======== INFORMATION GIVEN

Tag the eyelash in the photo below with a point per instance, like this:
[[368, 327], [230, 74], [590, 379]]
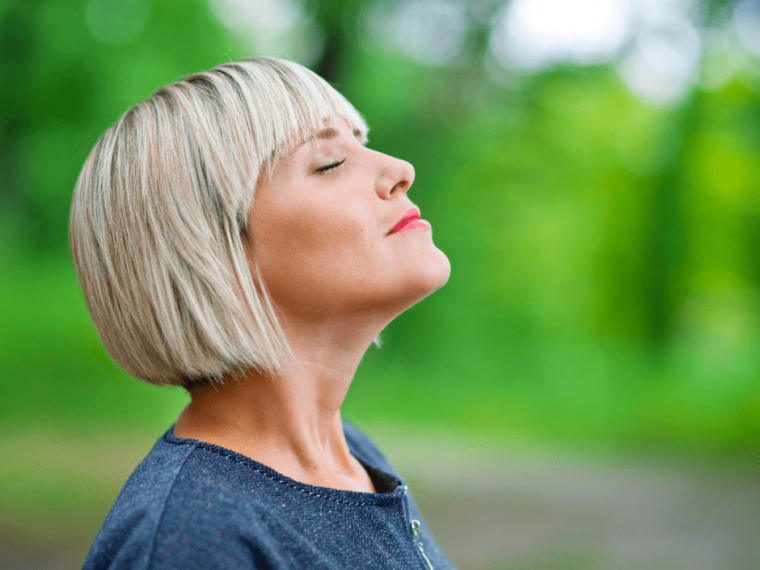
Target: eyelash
[[329, 167]]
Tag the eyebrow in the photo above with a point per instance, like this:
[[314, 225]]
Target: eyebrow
[[328, 133]]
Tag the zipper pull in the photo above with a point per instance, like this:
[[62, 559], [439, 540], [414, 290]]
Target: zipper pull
[[416, 534]]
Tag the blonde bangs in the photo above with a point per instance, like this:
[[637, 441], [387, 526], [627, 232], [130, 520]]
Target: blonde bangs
[[159, 220]]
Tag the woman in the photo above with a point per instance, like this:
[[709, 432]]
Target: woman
[[234, 235]]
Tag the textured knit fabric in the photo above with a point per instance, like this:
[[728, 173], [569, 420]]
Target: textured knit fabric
[[193, 505]]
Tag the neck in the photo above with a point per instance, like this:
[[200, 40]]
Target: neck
[[289, 421]]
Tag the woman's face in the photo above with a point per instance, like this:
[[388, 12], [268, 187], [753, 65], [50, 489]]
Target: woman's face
[[322, 230]]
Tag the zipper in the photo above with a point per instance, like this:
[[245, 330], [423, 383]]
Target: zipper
[[415, 528]]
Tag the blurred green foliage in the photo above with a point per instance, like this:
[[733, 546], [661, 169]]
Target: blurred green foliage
[[605, 277]]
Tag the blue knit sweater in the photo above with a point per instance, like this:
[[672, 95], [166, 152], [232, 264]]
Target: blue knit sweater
[[193, 505]]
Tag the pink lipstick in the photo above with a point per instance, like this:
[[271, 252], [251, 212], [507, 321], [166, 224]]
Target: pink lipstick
[[409, 221]]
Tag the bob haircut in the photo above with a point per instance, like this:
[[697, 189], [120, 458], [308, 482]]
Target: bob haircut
[[160, 212]]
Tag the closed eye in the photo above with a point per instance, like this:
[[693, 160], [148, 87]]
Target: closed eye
[[329, 167]]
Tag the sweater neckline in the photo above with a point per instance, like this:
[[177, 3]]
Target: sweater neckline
[[394, 489]]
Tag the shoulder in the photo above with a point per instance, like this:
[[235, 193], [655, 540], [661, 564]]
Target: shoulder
[[177, 510]]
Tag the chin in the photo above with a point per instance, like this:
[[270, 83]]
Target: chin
[[430, 274]]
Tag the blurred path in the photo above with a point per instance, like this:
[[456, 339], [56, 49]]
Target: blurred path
[[530, 508], [498, 507]]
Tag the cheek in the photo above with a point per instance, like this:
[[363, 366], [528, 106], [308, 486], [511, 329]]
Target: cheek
[[306, 252]]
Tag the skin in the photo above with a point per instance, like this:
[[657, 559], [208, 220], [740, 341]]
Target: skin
[[321, 239]]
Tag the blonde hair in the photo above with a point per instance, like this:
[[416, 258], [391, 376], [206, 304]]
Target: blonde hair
[[159, 219]]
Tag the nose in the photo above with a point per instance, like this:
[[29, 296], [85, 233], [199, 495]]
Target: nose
[[397, 176]]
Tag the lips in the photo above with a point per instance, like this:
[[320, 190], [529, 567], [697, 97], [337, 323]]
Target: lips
[[409, 221]]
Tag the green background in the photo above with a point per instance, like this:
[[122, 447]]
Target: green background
[[605, 286]]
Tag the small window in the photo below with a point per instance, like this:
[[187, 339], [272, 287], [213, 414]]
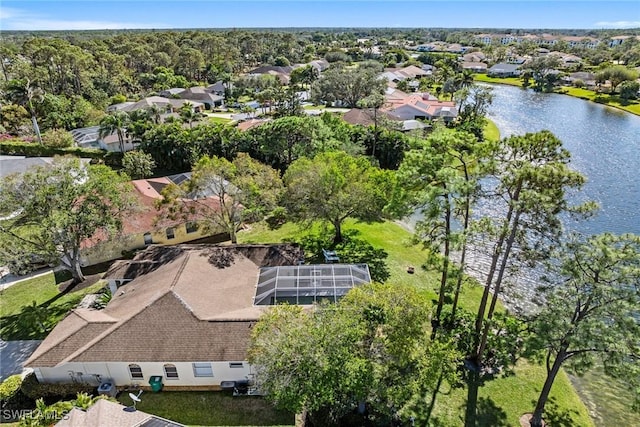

================

## EXERCISE BRIEF
Write out, exactly as they stand, the line with "[[122, 447]]" and every line after it through the end of the entries above; omit the pictures.

## EXERCISE RESPONSE
[[122, 447]]
Target: green background
[[605, 286]]
Tag the small window in the photo below with a point per instance, like this:
[[187, 339], [272, 287], [213, 414]]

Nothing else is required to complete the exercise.